- WHAT TO PRODUCE -
Reproduce the records verbatim, beginning with the first line and continuing through the line that contains "52 27 L 59 27", both inclusive.

Region annotation items:

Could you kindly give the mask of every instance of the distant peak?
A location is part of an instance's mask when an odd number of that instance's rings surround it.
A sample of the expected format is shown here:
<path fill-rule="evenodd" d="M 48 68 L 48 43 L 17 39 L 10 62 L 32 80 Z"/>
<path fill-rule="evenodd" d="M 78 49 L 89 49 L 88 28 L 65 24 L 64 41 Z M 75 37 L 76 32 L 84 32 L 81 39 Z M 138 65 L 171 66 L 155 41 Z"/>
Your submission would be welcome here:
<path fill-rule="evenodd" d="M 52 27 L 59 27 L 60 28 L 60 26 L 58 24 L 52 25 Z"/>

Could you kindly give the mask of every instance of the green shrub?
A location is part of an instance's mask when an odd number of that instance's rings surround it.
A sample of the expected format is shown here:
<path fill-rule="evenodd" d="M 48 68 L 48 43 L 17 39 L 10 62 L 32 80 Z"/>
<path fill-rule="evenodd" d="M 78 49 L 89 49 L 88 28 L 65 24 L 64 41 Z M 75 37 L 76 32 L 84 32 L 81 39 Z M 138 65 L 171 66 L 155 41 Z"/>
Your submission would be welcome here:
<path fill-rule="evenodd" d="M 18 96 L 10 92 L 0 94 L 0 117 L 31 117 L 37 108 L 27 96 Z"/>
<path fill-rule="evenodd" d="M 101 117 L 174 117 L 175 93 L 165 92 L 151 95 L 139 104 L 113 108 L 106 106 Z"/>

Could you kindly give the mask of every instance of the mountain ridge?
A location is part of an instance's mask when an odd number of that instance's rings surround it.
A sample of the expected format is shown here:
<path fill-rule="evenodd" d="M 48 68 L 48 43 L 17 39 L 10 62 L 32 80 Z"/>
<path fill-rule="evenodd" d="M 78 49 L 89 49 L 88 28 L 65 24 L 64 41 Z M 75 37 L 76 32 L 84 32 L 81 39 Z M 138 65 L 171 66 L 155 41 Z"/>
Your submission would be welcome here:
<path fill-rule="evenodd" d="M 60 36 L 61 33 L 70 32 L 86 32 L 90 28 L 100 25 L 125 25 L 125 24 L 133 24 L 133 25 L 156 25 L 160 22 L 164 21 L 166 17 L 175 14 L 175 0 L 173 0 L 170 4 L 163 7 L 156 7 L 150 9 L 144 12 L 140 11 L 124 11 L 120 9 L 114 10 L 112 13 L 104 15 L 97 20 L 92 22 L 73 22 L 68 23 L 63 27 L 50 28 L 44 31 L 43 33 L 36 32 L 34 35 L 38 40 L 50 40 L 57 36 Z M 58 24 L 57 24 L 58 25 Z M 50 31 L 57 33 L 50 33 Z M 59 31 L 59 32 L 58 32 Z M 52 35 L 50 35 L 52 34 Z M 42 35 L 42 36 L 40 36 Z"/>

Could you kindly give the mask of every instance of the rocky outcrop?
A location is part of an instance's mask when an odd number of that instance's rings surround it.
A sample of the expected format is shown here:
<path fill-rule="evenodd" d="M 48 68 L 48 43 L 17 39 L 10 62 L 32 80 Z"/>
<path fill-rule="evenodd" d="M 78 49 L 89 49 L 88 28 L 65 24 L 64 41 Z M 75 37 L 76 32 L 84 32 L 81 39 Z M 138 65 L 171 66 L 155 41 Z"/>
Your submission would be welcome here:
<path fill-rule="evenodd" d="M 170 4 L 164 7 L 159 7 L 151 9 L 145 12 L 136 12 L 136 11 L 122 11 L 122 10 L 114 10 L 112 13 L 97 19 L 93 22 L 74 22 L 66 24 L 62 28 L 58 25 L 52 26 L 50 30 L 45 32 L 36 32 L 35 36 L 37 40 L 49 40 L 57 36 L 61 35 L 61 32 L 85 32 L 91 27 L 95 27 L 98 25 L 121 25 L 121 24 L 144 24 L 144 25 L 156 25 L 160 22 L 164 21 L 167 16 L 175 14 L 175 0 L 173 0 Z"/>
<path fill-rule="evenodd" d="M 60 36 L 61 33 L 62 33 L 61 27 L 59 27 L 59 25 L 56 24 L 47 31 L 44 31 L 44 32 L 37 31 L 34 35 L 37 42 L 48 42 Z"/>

- FINAL RESULT -
Could you kindly give the mask of every instance of the distant peak?
A location is part of an instance's mask when an odd number of that instance's rings surround it.
A sample of the expected format is shown here:
<path fill-rule="evenodd" d="M 48 68 L 48 43 L 17 39 L 10 62 L 32 80 Z"/>
<path fill-rule="evenodd" d="M 78 49 L 89 49 L 88 28 L 65 24 L 64 41 Z M 75 37 L 76 32 L 84 32 L 81 39 Z M 138 65 L 171 66 L 155 41 Z"/>
Your submission would be welcome here:
<path fill-rule="evenodd" d="M 52 27 L 59 27 L 60 28 L 60 26 L 58 24 L 52 25 Z"/>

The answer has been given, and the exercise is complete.